Provided data:
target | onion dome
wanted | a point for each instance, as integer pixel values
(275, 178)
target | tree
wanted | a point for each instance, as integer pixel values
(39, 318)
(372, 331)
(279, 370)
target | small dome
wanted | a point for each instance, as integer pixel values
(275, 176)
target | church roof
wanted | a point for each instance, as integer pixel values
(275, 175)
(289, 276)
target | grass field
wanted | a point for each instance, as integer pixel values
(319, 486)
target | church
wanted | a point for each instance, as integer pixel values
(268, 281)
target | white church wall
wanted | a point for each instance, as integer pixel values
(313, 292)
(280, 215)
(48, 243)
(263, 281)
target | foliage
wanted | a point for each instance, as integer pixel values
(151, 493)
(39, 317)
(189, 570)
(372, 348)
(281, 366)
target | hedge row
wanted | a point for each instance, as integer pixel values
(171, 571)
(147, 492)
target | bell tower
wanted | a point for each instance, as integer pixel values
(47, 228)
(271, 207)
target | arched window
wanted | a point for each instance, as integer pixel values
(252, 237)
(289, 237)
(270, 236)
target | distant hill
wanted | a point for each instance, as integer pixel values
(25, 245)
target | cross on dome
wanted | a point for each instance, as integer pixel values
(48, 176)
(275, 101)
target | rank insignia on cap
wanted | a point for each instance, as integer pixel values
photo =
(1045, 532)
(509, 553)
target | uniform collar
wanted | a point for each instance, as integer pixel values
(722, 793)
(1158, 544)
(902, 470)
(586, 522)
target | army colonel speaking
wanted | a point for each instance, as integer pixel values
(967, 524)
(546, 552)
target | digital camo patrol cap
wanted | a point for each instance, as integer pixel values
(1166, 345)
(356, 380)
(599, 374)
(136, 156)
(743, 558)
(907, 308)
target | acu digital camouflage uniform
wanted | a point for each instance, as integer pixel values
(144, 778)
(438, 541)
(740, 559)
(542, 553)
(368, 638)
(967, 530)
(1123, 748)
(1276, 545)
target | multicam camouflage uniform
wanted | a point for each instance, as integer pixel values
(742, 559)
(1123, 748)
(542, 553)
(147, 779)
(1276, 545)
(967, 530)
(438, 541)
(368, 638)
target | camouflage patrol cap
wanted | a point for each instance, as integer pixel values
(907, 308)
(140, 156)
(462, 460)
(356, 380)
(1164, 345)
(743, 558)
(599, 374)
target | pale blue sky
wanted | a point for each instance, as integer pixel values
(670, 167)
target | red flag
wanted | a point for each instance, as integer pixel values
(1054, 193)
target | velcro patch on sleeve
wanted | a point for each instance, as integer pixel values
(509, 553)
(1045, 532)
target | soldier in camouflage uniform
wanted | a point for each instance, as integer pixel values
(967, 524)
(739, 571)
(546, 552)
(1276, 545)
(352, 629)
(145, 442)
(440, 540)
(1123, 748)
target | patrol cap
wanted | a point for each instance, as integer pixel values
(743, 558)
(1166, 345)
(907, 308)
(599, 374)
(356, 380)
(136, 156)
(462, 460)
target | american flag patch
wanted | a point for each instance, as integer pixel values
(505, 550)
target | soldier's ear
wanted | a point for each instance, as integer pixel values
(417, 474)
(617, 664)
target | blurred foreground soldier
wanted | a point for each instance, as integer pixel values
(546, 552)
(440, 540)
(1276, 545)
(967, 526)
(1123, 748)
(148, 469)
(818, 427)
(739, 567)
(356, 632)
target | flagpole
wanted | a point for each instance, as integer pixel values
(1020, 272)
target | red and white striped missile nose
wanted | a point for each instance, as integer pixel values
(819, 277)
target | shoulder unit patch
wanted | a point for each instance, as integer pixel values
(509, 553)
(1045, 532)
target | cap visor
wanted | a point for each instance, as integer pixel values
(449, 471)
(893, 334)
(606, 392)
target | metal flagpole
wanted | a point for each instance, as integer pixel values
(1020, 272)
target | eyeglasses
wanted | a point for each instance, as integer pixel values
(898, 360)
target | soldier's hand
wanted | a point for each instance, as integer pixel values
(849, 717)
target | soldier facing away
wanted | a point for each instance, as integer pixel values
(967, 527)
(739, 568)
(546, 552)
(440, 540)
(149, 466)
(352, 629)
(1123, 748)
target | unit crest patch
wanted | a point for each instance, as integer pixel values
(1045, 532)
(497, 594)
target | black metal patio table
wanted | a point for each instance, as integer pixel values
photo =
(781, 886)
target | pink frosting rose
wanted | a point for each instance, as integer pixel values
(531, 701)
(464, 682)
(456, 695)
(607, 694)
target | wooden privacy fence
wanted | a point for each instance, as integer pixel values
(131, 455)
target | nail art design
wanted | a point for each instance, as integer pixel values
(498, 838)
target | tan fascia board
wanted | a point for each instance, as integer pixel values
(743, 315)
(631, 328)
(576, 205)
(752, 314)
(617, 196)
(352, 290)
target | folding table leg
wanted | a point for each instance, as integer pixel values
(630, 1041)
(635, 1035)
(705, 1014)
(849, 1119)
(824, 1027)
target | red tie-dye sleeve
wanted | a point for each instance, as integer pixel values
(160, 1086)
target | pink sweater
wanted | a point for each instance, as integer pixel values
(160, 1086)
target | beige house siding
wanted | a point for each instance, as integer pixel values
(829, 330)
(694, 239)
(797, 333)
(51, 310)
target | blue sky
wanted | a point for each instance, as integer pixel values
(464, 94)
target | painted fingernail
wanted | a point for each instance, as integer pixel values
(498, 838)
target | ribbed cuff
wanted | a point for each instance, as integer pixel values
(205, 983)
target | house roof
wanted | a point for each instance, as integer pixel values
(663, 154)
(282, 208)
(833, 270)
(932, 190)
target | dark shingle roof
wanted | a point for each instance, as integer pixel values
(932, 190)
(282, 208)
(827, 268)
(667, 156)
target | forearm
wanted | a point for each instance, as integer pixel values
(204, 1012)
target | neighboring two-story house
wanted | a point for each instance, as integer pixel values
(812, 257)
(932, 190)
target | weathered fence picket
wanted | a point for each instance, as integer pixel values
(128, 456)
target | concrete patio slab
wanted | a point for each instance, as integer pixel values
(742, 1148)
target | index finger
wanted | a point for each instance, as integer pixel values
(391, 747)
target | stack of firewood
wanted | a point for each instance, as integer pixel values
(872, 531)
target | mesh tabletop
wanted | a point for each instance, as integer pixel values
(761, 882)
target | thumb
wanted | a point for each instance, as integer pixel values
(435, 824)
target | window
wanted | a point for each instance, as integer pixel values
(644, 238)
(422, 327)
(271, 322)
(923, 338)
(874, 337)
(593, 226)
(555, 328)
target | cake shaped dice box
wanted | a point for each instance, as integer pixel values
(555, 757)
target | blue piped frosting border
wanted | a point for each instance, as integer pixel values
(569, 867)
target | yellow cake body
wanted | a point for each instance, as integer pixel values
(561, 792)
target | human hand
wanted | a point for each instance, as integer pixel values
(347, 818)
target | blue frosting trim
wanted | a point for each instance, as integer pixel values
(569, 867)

Exercise requirements: All records shown above need to be written out again verbatim.

Answer to this task:
target | onion dome
wanted | a point for each instance, as integer pixel values
(275, 178)
target | tree
wanted | a point for each instance, as integer pixel values
(39, 318)
(372, 331)
(279, 370)
target | small dome
wanted | a point for each instance, as integer pixel values
(275, 176)
target | church roof
wanted | a point for each instance, as integer pixel values
(275, 175)
(289, 276)
target | grass field
wanted | a point for each instance, as integer pixel values
(319, 486)
target | church
wanted | a point for each instance, as integer pixel values
(268, 281)
target | white church wall
wanted | a point for each instance, as integer pixel values
(313, 292)
(280, 215)
(48, 243)
(263, 281)
target | foliage
wanted | a point for each instance, as integer pixel values
(151, 493)
(39, 317)
(189, 570)
(372, 348)
(281, 366)
target | hedge row
wanted | a point for each instance, as integer pixel values
(171, 571)
(147, 492)
target | bell tower
wanted | a point for each instance, as integer pixel values
(47, 228)
(271, 207)
target | arched window
wanted | a point for each instance, as integer pixel values
(252, 237)
(289, 237)
(270, 236)
target | distant hill
wanted | a point for each instance, as integer pixel values
(25, 245)
target | cross on dome
wanted | a point for each instance, as integer pixel values
(48, 176)
(275, 101)
target | rank insignia on cap
wanted | a point for each instance, as integer pixel values
photo =
(1045, 532)
(509, 553)
target | uniform collar
wanted | a point for each instance, as integer pixel values
(722, 793)
(1158, 544)
(902, 470)
(586, 522)
target | army colonel speaking
wanted | a point for each instance, as integer pixel values
(967, 524)
(546, 552)
target | digital camo patrol cap
wanted | a point for each instance, as integer pixel values
(1166, 345)
(356, 380)
(599, 374)
(136, 156)
(743, 558)
(907, 308)
target | acu digital camouflage uniform
wanted | a point for each instance, as integer pixel values
(144, 778)
(438, 541)
(740, 559)
(542, 553)
(368, 638)
(967, 530)
(1123, 748)
(1276, 545)
target | multicam camouflage uniform
wanted | a point for each instance, as integer pixel values
(742, 559)
(1123, 748)
(542, 553)
(147, 779)
(1276, 545)
(967, 530)
(438, 541)
(368, 638)
target | camouflage patrol cap
wanted | a point for each instance, as integer pixel values
(907, 308)
(140, 156)
(462, 460)
(356, 380)
(1164, 345)
(743, 558)
(599, 374)
target | pale blue sky
wanted | a point for each instance, as integer pixel values
(670, 167)
target | red flag
wanted | a point for each instance, as integer pixel values
(1054, 193)
target | velcro patch on sleeve
wanted | a point for each instance, as integer pixel values
(509, 553)
(1045, 532)
target | soldier in camouflage uniform
wanted | a point for each instance, as integer pixel values
(967, 524)
(739, 571)
(546, 552)
(1276, 545)
(352, 629)
(145, 442)
(440, 540)
(1123, 748)
target | patrol cap
wanted | a point for each instance, as integer pixel values
(743, 558)
(1166, 345)
(907, 308)
(599, 374)
(356, 380)
(136, 156)
(462, 460)
target | american flag patch
wanted | a point for each instance, as integer pixel values
(505, 550)
target | soldier's ear
wanted | a point for each instance, as integer pixel values
(417, 474)
(617, 664)
target | blurred foreground soldier
wanted | a point for each instance, as integer pixel values
(546, 552)
(440, 540)
(1276, 545)
(967, 526)
(1123, 748)
(148, 469)
(818, 427)
(739, 567)
(356, 632)
target | flagpole
wanted | a point for each instance, as integer pixel values
(1020, 272)
target | red and white striped missile nose
wanted | a point for each instance, as integer pixel values
(819, 277)
target | shoulder unit patch
wanted | a point for each instance, as integer pixel values
(509, 553)
(1045, 532)
target | cap visor
wanted | a point for each instance, as integer pixel values
(449, 471)
(893, 334)
(606, 392)
target | metal flagpole
wanted | a point for each instance, as integer pixel values
(1020, 272)
target | eyeglasses
wanted | a point for each instance, as integer pixel values
(898, 360)
target | soldier's hand
wanted | a point for each instance, as integer pixel values
(849, 717)
target | soldier facing away
wanted | a point for each instance, as integer pixel values
(967, 527)
(739, 568)
(546, 552)
(440, 540)
(149, 466)
(352, 629)
(1123, 748)
target | unit crest patch
wanted | a point for each instance, as integer pixel values
(1045, 532)
(497, 594)
target | black metal patio table
wanted | a point for each instance, as integer pixel values
photo =
(781, 886)
target | pink frosting rose
wanted | a point for each instance, as integer pixel values
(531, 701)
(464, 682)
(456, 695)
(607, 694)
target | wooden privacy fence
wanted | a point for each instance, as integer pixel values
(131, 455)
target | nail art design
wanted | a point for each instance, as integer pixel values
(498, 838)
target | tan fascia board
wanted | a point for each instance, as integer pixel values
(743, 315)
(631, 328)
(576, 205)
(752, 314)
(617, 196)
(352, 290)
target | folding table leg
wanted | a point for each instance, as integer pixel values
(630, 1041)
(635, 1035)
(705, 1014)
(849, 1119)
(824, 1027)
target | red tie-dye sleeve
wanted | a point for each instance, as integer pixel values
(160, 1086)
target | pink sweater
wanted | a point for each instance, as integer pixel values
(160, 1086)
target | beige house siding
wanted | a point for each instance, as integer pixel values
(829, 330)
(694, 239)
(797, 333)
(51, 310)
target | blue sky
wanted | a point for each instance, as integer pixel values
(464, 94)
target | painted fingernail
wanted | a point for each instance, as integer pixel values
(498, 838)
target | ribbed cuff
wanted | a point for each instance, as integer pixel values
(205, 983)
target | house roof
wanted | a point for each instance, as integer pixel values
(663, 154)
(282, 208)
(833, 270)
(932, 190)
target | dark shingle roof
wanted | a point for each instance, as integer pixel values
(932, 190)
(282, 208)
(827, 268)
(667, 156)
target | forearm
wanted | a point for each instance, as integer pixel values
(204, 1012)
target | neighboring two-story house
wanted | a point for each instance, as integer pixel values
(812, 257)
(932, 190)
target | weathered fence picket
wanted | a point for each instance, as integer pixel values
(128, 456)
target | concrete patio slab
wanted | a point for each instance, as integer pixel values
(742, 1148)
target | index finger
wanted | a point for each instance, as integer pixel values
(391, 747)
target | stack of firewood
wanted | a point for each instance, as integer pixel values
(872, 531)
target | mesh tabletop
wanted | a point for each instance, as integer pixel values
(761, 882)
target | thumb
wanted | a point for each instance, as integer pixel values
(435, 824)
target | window
wanted | a point for each instance, as integer pixel values
(644, 238)
(422, 327)
(271, 322)
(923, 338)
(874, 337)
(593, 226)
(555, 328)
target | cake shaped dice box
wanted | a point for each instance, as integer pixel values
(555, 757)
target | blue piped frosting border
wanted | a point for each instance, as integer pixel values
(569, 867)
target | yellow cake body
wanted | a point for each instance, as integer pixel values
(561, 792)
target | human hand
wanted | a point for each instance, as integer pixel values
(347, 818)
target | blue frosting trim
wanted | a point for each instance, as integer pixel values
(569, 867)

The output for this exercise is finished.